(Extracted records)

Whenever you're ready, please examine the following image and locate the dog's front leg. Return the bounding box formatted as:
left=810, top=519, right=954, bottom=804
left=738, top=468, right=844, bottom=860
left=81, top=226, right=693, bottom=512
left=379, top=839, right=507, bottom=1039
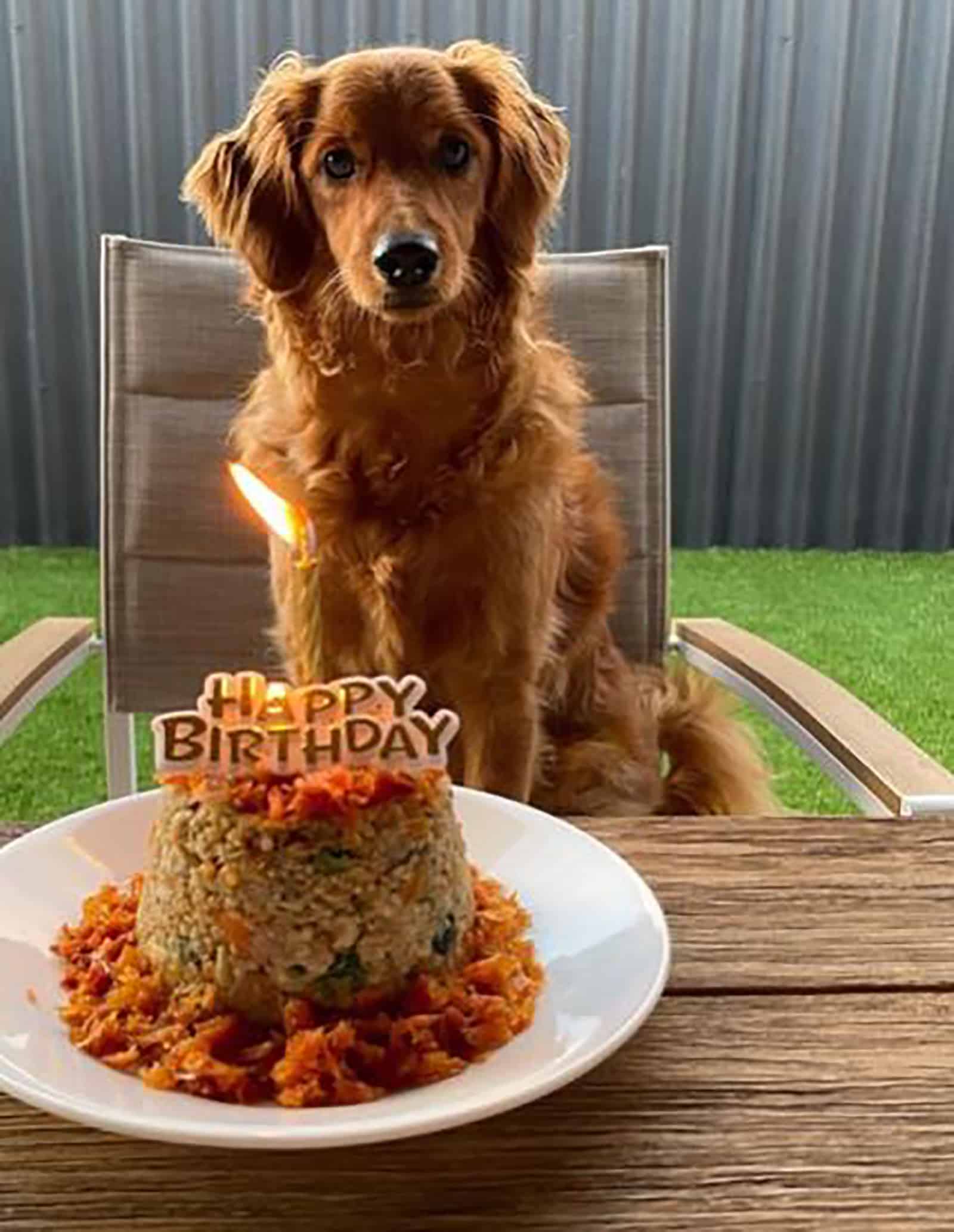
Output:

## THE PROBLEM
Rewrite the listing above, swapping "front leg" for "collar" and keeping everything else the same. Leave the pictures out.

## TASK SOLUTION
Whenever you're ready, please examine the following image and locate the dog's collar. Return the bounding box formatted as:
left=810, top=519, right=954, bottom=804
left=738, top=468, right=844, bottom=860
left=81, top=226, right=693, bottom=512
left=379, top=839, right=507, bottom=1039
Output:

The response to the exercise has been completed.